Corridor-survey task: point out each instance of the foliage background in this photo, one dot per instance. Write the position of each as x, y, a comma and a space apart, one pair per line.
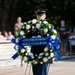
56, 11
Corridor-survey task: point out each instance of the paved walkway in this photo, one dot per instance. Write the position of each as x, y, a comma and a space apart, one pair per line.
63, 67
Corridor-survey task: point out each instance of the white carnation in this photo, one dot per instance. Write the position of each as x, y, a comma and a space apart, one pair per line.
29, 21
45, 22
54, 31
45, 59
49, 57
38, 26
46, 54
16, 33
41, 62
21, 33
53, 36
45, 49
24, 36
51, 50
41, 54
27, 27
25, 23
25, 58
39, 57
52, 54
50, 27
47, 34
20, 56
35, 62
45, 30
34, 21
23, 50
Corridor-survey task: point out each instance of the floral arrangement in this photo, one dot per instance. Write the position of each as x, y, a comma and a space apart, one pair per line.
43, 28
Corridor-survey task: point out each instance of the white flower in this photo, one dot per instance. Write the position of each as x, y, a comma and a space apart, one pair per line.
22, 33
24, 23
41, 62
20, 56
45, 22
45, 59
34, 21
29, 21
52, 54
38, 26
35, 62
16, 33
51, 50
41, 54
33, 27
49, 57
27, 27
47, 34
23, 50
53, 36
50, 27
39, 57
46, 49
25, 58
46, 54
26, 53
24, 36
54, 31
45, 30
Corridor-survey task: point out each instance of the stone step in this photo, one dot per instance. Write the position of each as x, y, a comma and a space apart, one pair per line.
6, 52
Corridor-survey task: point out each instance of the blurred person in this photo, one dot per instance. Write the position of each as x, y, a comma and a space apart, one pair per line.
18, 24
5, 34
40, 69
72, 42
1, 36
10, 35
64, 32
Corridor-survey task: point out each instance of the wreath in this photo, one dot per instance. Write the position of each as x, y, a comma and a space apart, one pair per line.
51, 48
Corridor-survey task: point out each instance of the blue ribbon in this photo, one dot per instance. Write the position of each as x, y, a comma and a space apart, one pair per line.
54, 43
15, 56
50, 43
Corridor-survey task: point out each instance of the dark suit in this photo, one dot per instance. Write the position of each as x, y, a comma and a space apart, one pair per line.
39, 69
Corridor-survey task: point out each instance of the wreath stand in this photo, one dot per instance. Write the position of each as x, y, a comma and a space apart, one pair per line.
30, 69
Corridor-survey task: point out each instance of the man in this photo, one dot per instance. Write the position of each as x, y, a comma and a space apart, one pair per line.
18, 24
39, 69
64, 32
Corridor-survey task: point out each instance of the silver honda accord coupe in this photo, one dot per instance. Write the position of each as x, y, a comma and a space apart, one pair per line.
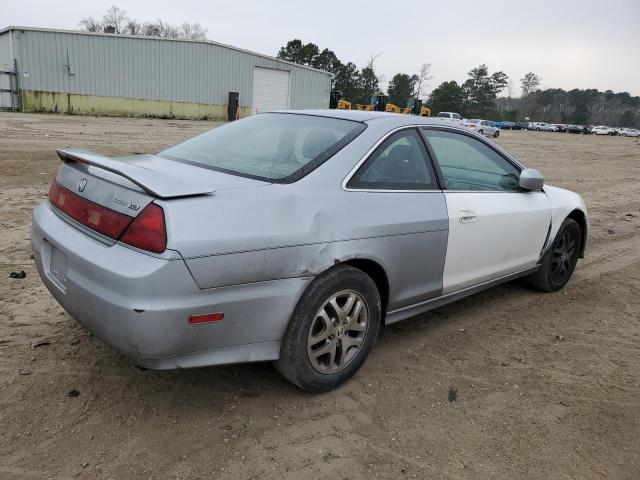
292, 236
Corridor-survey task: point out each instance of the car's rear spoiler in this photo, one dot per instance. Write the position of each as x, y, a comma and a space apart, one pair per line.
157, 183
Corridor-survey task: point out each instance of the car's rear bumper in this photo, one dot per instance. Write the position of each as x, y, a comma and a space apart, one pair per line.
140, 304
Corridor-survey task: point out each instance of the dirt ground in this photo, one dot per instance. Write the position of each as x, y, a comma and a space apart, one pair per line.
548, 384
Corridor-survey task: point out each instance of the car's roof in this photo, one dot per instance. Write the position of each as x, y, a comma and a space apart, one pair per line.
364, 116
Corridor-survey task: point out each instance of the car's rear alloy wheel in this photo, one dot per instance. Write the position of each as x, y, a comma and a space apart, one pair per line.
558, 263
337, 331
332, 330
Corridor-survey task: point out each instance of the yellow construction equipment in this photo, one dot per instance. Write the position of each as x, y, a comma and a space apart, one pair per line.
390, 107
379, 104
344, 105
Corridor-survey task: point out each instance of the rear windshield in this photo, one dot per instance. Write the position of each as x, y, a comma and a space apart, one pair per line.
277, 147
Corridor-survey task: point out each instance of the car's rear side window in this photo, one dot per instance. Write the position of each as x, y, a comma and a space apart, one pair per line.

▶ PROBLEM TO SOLVE
Set down all of the entries exactly. Leave the pictures out.

▶ FINISHED TASK
Corridor-survey task: point out each instance of the foliage background in this photo, one dot per instance. Write the position of each as x, y, a comma and a space apart, one pair per line.
56, 11
Corridor-survey task: point out each instance of the paved walkway in this photo, one dot per instance. Write the position of each as x, y, a comma and a space apart, one pair per line.
63, 67
Corridor-survey task: point out each instance of the white carnation in this photo, one dot per instance. Write the position of each as x, y, a comma and a space apart, one pair per line.
29, 21
45, 22
54, 31
45, 59
49, 57
38, 26
46, 54
16, 33
41, 62
21, 33
53, 36
45, 49
24, 36
51, 50
41, 54
27, 27
25, 23
25, 58
39, 57
52, 54
50, 27
47, 34
20, 56
35, 62
45, 30
34, 21
23, 50
Corridor-survey task: point out each instance of the floral arrangement in this photo, one dot per instance. Write the position of each as x, y, a comma and a space apart, one pair per line.
43, 28
Corridor-survey task: point out each instance of the white flower in this photo, one dot per instance. Write the position of each as x, y, a comma and a space apart, one pair per line.
22, 33
24, 23
41, 62
20, 56
45, 22
45, 59
34, 21
29, 21
52, 54
38, 26
35, 62
16, 33
51, 50
41, 54
33, 27
49, 57
27, 27
47, 34
23, 50
53, 36
50, 27
39, 57
46, 49
25, 58
46, 54
26, 53
24, 36
54, 31
45, 30
Corridor-survey task: point out each instance of the stone step in this photo, one dot per instance. Write the position of each as x, y, a comma and a space apart, one pair per line.
6, 52
Corridor-survey task: point out each instance of the blurred person in this photo, one dot per instance. Write the position of each as x, y, a comma and a space apart, one pair per line.
18, 24
5, 34
40, 69
72, 42
1, 36
10, 35
64, 32
Corridor-survey task: point out each instance of the wreath in this photo, one dot per instance. Write the position of each as x, y, a comma and a space apart, one pair per line.
51, 48
Corridor-survey task: point out each instance of the blue ribbon in this photo, one dot per instance. Write the position of each as x, y, a comma and a space apart, one pair per line.
54, 43
15, 56
50, 43
Corridor-survey task: point out each instance of the dark suit in this photo, one dot per instance. Write the position of each as x, y, a comma and a space apart, one pair per line.
39, 69
Corridor-survey task: point out each instance of the wreath stand in this photo, one dot per instance. Write the position of each as x, y, a comma and a space apart, one pair per line.
30, 69
Corridor-survey task: point out each instance of the man in this photo, one dot per instance. Write the position of each as x, y, a comma and a space apart, one pair per line.
18, 24
39, 69
64, 32
Corridor-survey task: point out each instance of the silver honda accord coupe in this photo, one dot per instance. Write the position of each as x, y, a comma and a space apart, one pair per line.
292, 236
Corridor-survey task: point out each instance of the car's rear spoiler in this photo, one dot per instance. Write the position of each as x, y, a comma and a space apart, one pair per line.
157, 183
Corridor-survey task: point out each instance of the car's rear bumper in this photo, one dot per instance. Write the position of each as x, y, a comma and a space apart, one pair per line.
140, 304
Corridor-survey task: point out each instance of the dirt ground in this photo, one dot per instance. Write the position of each as x, y, a comma and a space apart, one pair per line.
548, 384
Corridor-survey task: point out each instance of the car's roof in this photo, one dot per instance. Write the position of each as x, y, a comma and a space apart, one pair per line.
364, 116
Corridor-survey task: point out each instance of the car's rear alloy wheel in this photo, one dot per instance. Write the position of each as x, y, a comma and a space apart, one pair per line.
558, 263
337, 331
332, 330
Corridor-survey task: point out each instance of the yellow construction equipment in this photo, one dot per instance. Write the position of each as x, y, a comma and a space apart, one pair per line.
390, 107
379, 104
344, 105
Corridor-survey task: point out each instance of the rear windshield in this photo, one dot per instance. Write the position of each as x, y, a comma and a space apart, one pair per line.
277, 147
Corridor-survey task: point out each instance of the car's rear side window in this photo, one dot per instance. Write the position of each as x, y, a comma and a space apart, one pair per line.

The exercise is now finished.